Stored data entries
'''
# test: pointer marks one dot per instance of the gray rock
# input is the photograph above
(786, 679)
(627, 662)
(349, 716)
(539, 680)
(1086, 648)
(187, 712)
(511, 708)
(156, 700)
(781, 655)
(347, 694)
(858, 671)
'''
Every entry is to be copied exactly, with none omitted.

# test: pointer marks one dot per instance of the gray rock
# input is the photograph above
(786, 679)
(627, 662)
(349, 716)
(539, 680)
(1086, 648)
(187, 712)
(511, 708)
(156, 700)
(781, 655)
(347, 694)
(858, 671)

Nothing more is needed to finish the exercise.